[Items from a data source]
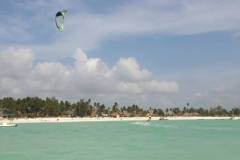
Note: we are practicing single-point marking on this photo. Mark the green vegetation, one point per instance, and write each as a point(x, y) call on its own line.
point(51, 107)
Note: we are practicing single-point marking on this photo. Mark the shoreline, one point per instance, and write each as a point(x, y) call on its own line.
point(106, 119)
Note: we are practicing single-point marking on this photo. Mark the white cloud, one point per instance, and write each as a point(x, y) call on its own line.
point(87, 29)
point(86, 77)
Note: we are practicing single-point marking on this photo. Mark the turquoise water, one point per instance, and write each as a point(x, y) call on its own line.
point(166, 140)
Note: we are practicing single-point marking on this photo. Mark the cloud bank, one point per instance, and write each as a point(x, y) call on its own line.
point(86, 77)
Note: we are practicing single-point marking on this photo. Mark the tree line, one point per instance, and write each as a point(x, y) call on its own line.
point(52, 107)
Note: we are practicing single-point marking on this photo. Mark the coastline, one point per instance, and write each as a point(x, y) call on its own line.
point(105, 119)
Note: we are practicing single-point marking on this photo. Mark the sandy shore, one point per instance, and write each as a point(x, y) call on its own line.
point(96, 119)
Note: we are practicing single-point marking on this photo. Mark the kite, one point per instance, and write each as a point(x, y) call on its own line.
point(59, 19)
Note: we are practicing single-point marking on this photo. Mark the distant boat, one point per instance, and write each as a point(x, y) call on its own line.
point(5, 124)
point(162, 118)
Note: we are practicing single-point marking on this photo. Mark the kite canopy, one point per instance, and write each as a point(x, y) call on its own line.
point(59, 20)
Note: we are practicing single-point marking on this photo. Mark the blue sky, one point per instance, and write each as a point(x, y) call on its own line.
point(155, 53)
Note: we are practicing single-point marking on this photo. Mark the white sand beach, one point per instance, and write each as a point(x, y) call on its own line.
point(98, 119)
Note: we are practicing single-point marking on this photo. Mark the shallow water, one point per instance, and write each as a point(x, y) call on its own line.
point(167, 140)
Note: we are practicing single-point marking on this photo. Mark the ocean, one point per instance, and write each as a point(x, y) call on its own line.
point(159, 140)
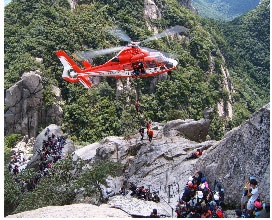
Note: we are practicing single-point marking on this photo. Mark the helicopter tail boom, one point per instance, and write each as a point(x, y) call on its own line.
point(71, 71)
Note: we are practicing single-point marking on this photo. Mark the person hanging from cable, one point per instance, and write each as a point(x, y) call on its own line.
point(148, 126)
point(150, 135)
point(141, 130)
point(137, 106)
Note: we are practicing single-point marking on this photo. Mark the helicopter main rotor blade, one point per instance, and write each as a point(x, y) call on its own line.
point(119, 33)
point(170, 55)
point(85, 55)
point(173, 30)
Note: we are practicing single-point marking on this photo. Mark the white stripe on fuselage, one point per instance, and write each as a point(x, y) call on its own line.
point(123, 72)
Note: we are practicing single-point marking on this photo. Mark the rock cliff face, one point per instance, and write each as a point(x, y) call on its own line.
point(163, 166)
point(243, 152)
point(24, 106)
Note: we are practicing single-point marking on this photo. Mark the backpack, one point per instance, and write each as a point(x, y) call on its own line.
point(258, 204)
point(219, 213)
point(203, 179)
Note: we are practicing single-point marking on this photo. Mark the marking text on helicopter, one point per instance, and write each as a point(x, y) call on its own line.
point(132, 61)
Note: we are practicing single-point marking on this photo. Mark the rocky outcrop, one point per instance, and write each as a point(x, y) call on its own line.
point(243, 152)
point(24, 106)
point(163, 164)
point(188, 4)
point(73, 211)
point(68, 149)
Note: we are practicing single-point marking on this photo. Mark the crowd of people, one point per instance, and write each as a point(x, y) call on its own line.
point(50, 153)
point(199, 200)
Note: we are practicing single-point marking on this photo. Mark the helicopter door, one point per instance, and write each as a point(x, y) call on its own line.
point(127, 67)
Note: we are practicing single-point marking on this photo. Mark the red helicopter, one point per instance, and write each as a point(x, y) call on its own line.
point(132, 61)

:: WHAT IS REQUIRED ::
Transcribe every row above word for word, leaving out the pictures.

:: RESULT FOR THIS EXERCISE ::
Note: we are practicing single-point marking on this photo. Mark the green vegetation, one point per instance, and write each as a point(x, y) call on its own line.
point(51, 107)
Note: we are practicing single-point marking on this photo. Mark the shoreline, one point per instance, and write each as a point(x, y) call on its own line.
point(106, 119)
Note: we are practicing single-point marking on this photo. Mark the white cloud, one point per instance, and write each as a point(x, y) call on its own line.
point(87, 29)
point(86, 77)
Note: we are practicing single-point marking on this photo. Mark the turquoise water, one point per instance, and write each as a point(x, y) call on its own line.
point(166, 140)
Note: we are practicing single-point marking on this photo. Mark the cloud bank, one point per instance, and write each as a point(x, y) call on its own line.
point(86, 77)
Note: we are practicing single-point marking on this photo. Mark the tree line, one point per instance, and write each as a point(x, y) call on its own line.
point(52, 107)
Note: we are practicing single-point marking on this photo. Mark the coastline, one point per instance, and write each as a point(x, y) call on its own line.
point(105, 119)
Note: we are practicing single-point marking on this photo. Mark the sandy shore, one point per instance, and write each as a point(x, y) call on its own line.
point(96, 119)
Note: we are practicing single-point marking on this photo. Mark the kite, one point per instance, and write each as a point(x, y) call on its own line.
point(59, 19)
Note: we are practicing single-point marking on this photo. Mark the distant boat, one point per instance, and write each as a point(x, y) call on its own line.
point(5, 124)
point(162, 118)
Note: we are practicing single-point marking on this photo. Mark the kite canopy, one point per instance, and write each as a point(x, y) call on its own line.
point(59, 20)
Note: we are practicing single-point marking on this photo. Mark the blue sky, one point per instance, and write each as a point(x, y) call on its own line.
point(155, 53)
Note: we are practicing single-point marking on this photo. Mark the white sand beach, one point per instance, and write each as a point(x, y) call on its own line.
point(98, 119)
Note: we are practicing single-point marking on this photo. Mark the shallow water, one point per instance, and write each as a point(x, y) call on its own line.
point(167, 140)
Note: we are practicing single-point marking on this photo. Mark the ocean, one point per instance, and write each as a point(x, y) call on its own line.
point(159, 140)
Note: we are practicing single-point marking on this photo. Mark the helicopter tail boom, one point per instance, and write each as a point(x, y) call on its own line.
point(71, 71)
Note: we are practicing single-point marking on this photo. Mark the person hanging from cable, one point per instance, and write each as a point(x, y) call on its own line.
point(148, 126)
point(150, 135)
point(141, 130)
point(137, 106)
Note: we are practicing single-point marking on this photo. Mark the helicopter main rotor blade, one point per instance, and write each as a point(x, y) call on its own line.
point(119, 33)
point(170, 55)
point(85, 55)
point(173, 30)
Note: we are practicing single-point marking on this photo. Mark the white stripe on fuselage, one point per instance, and write each as a point(x, y) call on its own line.
point(123, 72)
Note: we are practicing single-point marking on this photo. Mark the rock cliff face, one point per instance, and write each as a point(x, y) call on its own line.
point(163, 166)
point(243, 152)
point(24, 106)
Note: we are practicing single-point marking on this photo. Mark the backpack, one point per instance, and write each as a point(x, y) call on its own line.
point(258, 204)
point(219, 213)
point(203, 179)
Note: we are practicing single-point marking on this photo. Mark the marking text on helicopter, one point per instance, and write each as a point(x, y) call on its own line.
point(132, 61)
Note: we are practicing single-point marking on this photo. Mark the rocky outcrop, one point per instance, and write each as a point(x, y) call on its own line.
point(243, 152)
point(24, 106)
point(163, 164)
point(188, 4)
point(73, 211)
point(68, 149)
Note: we are practicing single-point marking on this photo. Mark the crowd of people, one point per instance, and write each as a point(x, y) call on its own line.
point(50, 153)
point(199, 200)
Note: we are practicing single-point marking on this photo. Mark the helicopter door, one point per instance, and write each as a point(x, y) call on its own line.
point(127, 67)
Note: we are practicing single-point marking on this photo. Mark the red helicopter, one point per instance, and write each as a point(x, y) call on its own line.
point(132, 61)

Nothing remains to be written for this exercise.